▸ Objective
Only the lines from the one with "Task: point out the wood bar front" onward are wanted, through the last line of the entries, set down exactly.

▸ Supplied material
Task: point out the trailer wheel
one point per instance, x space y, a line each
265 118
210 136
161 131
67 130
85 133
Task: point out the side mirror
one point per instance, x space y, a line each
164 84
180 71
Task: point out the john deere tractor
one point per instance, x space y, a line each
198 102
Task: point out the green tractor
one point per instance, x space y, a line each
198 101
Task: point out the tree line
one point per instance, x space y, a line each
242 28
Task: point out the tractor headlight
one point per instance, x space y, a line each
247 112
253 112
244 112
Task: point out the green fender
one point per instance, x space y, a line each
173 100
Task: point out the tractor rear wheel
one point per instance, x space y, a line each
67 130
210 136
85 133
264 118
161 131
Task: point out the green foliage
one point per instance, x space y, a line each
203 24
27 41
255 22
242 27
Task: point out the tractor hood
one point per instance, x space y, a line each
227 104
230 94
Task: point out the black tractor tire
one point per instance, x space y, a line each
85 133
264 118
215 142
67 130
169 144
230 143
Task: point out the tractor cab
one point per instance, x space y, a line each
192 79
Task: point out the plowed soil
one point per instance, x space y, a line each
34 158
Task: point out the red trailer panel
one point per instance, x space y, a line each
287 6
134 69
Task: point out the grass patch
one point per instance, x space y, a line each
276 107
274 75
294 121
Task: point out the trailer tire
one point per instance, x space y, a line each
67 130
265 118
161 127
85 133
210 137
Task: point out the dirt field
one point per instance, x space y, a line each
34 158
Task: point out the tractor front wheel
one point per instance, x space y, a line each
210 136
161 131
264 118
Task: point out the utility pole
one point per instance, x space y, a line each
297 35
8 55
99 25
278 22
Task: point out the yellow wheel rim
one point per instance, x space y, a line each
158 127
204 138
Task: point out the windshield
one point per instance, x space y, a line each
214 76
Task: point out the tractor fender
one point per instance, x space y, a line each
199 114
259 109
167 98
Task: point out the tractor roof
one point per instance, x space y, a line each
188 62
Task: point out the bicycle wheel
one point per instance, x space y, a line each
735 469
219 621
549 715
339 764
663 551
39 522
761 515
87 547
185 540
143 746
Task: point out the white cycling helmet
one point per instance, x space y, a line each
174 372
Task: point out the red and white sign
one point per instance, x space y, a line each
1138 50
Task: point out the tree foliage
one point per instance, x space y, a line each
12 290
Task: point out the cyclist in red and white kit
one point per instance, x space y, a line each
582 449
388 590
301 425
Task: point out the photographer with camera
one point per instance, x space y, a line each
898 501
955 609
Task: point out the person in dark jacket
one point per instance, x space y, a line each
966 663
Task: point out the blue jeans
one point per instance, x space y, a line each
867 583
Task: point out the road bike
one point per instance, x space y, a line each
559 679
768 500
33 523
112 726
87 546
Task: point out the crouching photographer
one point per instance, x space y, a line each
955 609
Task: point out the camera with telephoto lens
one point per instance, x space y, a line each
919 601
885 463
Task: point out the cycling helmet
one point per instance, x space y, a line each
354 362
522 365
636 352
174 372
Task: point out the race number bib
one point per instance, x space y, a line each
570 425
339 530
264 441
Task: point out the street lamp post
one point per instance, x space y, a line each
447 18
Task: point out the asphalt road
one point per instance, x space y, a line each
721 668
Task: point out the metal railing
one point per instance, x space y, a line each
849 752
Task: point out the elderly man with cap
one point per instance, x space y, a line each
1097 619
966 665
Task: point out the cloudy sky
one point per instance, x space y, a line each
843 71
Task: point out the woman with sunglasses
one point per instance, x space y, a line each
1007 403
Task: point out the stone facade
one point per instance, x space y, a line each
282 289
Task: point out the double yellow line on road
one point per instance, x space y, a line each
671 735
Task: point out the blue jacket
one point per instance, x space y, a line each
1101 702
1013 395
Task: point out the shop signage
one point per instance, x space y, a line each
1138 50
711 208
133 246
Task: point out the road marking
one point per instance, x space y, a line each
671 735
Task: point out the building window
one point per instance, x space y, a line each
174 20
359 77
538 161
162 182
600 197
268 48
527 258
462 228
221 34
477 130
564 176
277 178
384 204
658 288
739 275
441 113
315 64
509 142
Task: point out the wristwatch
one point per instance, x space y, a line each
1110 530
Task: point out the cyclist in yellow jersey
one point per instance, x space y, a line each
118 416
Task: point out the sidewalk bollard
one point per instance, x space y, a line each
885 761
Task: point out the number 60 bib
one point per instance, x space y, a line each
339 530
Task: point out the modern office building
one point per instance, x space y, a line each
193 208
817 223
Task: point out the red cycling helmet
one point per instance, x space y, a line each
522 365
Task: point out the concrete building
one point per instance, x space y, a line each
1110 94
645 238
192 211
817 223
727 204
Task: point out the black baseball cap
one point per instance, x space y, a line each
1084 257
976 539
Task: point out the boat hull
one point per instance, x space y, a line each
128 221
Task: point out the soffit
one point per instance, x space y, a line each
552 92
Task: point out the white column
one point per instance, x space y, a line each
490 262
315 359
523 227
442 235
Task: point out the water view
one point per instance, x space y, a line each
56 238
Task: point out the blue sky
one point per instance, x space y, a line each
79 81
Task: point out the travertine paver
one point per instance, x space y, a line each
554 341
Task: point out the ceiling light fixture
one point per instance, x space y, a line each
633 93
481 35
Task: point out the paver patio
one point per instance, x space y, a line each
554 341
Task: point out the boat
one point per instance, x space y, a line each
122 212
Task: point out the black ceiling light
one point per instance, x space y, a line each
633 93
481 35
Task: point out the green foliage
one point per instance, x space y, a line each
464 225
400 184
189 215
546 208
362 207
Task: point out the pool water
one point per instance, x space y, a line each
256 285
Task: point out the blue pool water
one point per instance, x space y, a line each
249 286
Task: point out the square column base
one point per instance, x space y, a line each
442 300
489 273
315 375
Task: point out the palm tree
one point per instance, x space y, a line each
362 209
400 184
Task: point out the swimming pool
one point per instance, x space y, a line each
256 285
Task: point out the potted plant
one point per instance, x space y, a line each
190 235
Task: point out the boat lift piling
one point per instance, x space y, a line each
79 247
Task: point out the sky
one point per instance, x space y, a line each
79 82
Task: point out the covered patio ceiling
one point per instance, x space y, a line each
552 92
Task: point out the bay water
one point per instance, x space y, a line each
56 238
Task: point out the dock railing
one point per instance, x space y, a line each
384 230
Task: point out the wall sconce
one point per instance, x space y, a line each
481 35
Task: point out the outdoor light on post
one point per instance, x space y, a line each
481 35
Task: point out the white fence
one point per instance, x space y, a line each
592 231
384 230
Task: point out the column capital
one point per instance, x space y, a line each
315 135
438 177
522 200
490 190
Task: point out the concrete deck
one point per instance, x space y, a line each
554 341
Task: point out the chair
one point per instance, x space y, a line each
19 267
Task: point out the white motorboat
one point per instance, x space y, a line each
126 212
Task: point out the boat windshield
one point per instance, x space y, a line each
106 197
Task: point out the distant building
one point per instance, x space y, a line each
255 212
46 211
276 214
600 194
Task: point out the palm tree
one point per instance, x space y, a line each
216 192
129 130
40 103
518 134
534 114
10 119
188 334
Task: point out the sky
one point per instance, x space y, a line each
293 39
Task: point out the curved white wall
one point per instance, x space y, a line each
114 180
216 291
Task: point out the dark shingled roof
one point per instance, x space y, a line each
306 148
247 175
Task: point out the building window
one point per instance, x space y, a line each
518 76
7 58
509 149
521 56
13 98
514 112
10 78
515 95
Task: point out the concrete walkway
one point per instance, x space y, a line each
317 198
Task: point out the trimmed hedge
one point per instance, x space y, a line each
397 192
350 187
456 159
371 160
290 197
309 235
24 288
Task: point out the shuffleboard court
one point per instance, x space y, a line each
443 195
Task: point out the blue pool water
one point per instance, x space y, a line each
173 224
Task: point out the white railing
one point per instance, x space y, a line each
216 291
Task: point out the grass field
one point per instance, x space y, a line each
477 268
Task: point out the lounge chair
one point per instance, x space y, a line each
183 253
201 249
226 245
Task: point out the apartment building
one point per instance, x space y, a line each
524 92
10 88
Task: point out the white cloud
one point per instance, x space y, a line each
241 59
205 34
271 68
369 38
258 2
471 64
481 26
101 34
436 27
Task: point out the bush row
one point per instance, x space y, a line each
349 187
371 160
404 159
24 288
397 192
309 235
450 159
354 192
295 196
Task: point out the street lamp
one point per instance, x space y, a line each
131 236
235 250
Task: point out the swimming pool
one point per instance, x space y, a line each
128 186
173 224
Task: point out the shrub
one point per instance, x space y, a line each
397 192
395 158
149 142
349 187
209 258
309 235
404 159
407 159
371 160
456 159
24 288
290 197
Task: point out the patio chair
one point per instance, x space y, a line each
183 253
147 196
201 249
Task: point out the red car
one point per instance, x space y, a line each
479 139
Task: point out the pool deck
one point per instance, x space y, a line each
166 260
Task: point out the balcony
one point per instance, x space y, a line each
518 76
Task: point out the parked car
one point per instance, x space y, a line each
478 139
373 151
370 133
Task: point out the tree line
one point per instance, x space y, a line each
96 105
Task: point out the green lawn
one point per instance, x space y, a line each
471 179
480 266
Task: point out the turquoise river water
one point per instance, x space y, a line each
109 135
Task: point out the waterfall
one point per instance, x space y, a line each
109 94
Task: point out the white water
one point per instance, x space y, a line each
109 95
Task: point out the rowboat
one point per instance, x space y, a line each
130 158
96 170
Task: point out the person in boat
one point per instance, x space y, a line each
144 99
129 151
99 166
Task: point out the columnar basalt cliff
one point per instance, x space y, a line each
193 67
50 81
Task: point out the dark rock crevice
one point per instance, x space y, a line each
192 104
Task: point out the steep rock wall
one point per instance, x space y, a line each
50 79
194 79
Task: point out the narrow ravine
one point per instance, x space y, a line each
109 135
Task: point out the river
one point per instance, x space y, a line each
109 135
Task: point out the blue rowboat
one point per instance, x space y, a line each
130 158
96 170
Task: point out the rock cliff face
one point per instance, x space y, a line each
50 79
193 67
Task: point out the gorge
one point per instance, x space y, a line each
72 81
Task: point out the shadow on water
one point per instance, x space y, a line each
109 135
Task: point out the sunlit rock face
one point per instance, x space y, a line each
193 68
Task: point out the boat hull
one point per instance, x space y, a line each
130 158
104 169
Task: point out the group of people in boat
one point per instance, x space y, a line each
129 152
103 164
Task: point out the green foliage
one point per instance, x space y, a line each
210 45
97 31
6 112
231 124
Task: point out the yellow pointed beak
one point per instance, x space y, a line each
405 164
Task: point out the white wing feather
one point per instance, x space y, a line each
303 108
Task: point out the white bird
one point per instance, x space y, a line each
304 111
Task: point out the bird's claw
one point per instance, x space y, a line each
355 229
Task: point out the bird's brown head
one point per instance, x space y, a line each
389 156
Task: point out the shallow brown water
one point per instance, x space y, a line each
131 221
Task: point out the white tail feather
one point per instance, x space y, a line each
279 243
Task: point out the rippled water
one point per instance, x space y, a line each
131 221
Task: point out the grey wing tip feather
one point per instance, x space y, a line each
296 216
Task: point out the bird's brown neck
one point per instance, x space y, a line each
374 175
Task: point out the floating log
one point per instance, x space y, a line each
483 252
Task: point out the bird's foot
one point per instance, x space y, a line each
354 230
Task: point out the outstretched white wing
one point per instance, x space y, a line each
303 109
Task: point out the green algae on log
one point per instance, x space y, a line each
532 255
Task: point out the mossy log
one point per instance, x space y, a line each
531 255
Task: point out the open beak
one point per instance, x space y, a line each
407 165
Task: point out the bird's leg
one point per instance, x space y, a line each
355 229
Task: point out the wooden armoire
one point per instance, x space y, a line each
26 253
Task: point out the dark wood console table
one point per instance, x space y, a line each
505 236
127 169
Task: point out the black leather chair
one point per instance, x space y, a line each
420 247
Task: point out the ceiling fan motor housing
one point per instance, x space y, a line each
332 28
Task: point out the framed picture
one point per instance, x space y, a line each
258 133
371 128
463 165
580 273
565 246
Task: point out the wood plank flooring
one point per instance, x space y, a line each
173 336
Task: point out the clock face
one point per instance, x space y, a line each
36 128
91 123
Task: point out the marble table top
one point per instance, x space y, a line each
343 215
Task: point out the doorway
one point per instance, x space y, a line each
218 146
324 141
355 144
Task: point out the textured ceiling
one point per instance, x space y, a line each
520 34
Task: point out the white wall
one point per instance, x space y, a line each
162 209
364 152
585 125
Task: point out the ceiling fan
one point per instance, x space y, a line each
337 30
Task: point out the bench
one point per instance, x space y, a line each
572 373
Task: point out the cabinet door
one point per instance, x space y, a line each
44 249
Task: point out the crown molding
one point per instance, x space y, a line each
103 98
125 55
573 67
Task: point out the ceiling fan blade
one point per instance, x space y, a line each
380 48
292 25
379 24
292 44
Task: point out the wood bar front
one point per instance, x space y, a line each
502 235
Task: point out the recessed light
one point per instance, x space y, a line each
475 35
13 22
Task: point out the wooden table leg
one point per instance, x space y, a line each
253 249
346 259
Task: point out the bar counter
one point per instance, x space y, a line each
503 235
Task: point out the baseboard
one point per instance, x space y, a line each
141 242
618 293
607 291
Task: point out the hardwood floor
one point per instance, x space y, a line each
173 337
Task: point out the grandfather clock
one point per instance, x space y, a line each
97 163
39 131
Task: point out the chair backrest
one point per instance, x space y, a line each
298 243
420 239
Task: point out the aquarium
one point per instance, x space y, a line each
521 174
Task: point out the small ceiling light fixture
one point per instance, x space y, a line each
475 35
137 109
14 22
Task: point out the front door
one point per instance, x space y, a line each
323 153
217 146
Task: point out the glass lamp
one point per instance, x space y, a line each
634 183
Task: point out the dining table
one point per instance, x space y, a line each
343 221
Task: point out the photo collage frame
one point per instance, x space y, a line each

▸ Response to the task
Task: point out the wood bar front
one point per instance, x space y, a line each
502 235
Task: point out the recessed light
one point per instance, x space y, a line each
475 35
13 22
Task: point out the wooden table leg
one point per instance, x space y, a line each
253 249
346 259
Task: point out the bar counter
one point per instance, x space y, a line each
503 235
Task: point out the baseboard
one point per instance, x space y, a line each
141 242
618 293
607 291
Task: point out the hardwood floor
one point per instance, x space y, a line each
173 337
Task: point out the grandfather clock
one point per instance, x space y, a line each
97 163
39 131
Task: point out the chair backrest
one point per instance, x space y, a line each
298 243
420 239
Task: point out the aquarium
one point per instance, x space y, a line each
521 174
Task: point out the small ceiling light fixture
one point per instance, x space y, a line each
475 35
137 109
14 22
Task: point out the front door
one point per instance, x space y, a line each
323 153
217 146
Task: point out the glass lamp
one point per instance, x space y, a line each
634 183
Task: point out the dining table
one point per instance, x space y, a line each
343 221
Task: point out the photo collage frame
one point per instance, x space y, a line each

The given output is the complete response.